Check your understanding:
**A)** Answer these questions from the pill-packet passage, marking each answer with its numeral:
(i) What product did the writer put the pills into?
(ii) In the writer's novice stage, which were sorted and inserted first?
(iii) How many pills and vitamins did each little packet hold?
**B)** From the pill-packet passage, list every thing to which the pills or the pill packets are likened.
**C)** Render this sentence from the pill-packet passage in Spanish: "The little packets of 10-plus pills and vitamins were like emotional Energizer batteries in my pocket, furnishing a steady current of faith."

=== Document passage ===

Once a month I used to sit at home and slowly, methodically put my pills into Dow Ziploc Snack Bags, preparing packets for the next four weeks. This pill-packet assembly line was for me a kind of highly organized meditation on repetition. Over time I varied my style and methodology with the thoughtfulness of a craftsman. In my novice stage, I would first sort and insert all the gelatin capsules, then all the tablets. Later it seemed more meaningful for the antiretrovirals to go in first (they radiated importance), followed by the related meds (bacterium, zovirax, etc.). These duller pills were the foot soldiers to the anti-HIV samurai.
The little packets of 10-plus pills and vitamins were like emotional Energizer batteries in my pocket, furnishing a steady current of faith. I knew that even if many of my meds were experimental, way off label and of dubious efficacy, still I could say I was “taking control of my treatment.”

=== Source material ===

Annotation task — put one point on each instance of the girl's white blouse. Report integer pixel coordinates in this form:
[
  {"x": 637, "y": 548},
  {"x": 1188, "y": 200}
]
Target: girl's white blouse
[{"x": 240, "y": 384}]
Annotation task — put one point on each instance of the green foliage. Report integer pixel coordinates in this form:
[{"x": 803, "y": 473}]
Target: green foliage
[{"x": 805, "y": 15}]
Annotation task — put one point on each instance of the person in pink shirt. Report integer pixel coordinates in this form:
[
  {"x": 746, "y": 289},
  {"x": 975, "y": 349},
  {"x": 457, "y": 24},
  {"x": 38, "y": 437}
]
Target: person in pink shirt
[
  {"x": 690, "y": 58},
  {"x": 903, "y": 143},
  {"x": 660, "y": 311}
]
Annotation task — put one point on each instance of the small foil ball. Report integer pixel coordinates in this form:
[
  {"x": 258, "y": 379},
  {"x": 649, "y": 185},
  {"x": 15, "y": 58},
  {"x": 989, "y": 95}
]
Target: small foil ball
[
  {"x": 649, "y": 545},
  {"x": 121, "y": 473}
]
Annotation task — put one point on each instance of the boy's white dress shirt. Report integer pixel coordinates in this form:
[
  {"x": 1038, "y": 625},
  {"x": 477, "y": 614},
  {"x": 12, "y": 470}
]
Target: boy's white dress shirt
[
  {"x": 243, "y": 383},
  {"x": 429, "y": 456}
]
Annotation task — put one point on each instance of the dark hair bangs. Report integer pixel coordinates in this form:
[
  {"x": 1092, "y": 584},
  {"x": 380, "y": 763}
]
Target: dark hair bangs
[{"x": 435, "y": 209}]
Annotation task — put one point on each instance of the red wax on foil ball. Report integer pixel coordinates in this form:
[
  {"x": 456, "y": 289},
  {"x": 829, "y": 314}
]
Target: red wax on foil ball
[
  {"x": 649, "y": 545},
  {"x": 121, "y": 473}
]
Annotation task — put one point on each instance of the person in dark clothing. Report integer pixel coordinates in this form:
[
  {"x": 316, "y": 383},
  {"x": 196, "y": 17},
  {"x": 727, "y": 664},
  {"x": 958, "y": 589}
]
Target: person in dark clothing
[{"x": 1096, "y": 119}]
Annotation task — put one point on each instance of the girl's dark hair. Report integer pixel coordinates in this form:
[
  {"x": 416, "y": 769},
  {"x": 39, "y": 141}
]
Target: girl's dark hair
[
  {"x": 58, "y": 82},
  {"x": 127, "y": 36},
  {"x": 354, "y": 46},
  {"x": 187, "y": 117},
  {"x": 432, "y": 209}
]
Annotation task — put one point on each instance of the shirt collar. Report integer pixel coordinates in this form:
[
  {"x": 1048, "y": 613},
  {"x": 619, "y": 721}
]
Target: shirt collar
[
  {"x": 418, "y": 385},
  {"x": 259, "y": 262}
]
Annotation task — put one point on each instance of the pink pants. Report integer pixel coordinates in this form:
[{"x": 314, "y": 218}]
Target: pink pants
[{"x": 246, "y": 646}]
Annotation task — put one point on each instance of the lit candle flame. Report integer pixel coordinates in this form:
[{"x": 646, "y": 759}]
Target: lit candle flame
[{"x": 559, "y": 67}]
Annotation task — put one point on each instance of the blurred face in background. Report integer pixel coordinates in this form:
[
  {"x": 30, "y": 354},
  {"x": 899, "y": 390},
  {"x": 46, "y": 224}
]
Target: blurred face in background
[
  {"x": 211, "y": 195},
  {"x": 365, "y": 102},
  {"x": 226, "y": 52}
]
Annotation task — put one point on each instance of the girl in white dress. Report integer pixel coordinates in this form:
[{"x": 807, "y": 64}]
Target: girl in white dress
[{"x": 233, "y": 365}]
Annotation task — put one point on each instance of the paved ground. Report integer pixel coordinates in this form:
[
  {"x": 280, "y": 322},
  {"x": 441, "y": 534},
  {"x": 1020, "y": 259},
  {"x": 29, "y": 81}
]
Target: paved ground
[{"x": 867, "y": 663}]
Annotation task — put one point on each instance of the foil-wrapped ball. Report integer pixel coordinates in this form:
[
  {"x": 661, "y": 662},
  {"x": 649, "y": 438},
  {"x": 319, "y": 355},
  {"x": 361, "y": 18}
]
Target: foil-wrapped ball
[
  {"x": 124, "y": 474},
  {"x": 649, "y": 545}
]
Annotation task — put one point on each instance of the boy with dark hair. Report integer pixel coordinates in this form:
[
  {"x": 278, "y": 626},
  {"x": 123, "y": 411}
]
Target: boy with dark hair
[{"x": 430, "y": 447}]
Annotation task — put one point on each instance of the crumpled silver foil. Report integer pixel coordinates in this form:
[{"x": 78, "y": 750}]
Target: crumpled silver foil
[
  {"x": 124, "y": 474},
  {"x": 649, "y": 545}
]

===

Answers to the problems:
**A)**
(i) Dow Ziploc Snack Bags
(ii) All the gelatin capsules
(iii) 10-plus

**B)**
- Foot soldiers (the duller related meds)
- Anti-HIV samurai (the antiretrovirals)
- Emotional Energizer batteries (the little packets)

**C)** Los pequeños paquetes de más de diez pastillas y vitaminas eran como pilas Energizer emocionales en mi bolsillo, que proporcionaban una corriente constante de fe.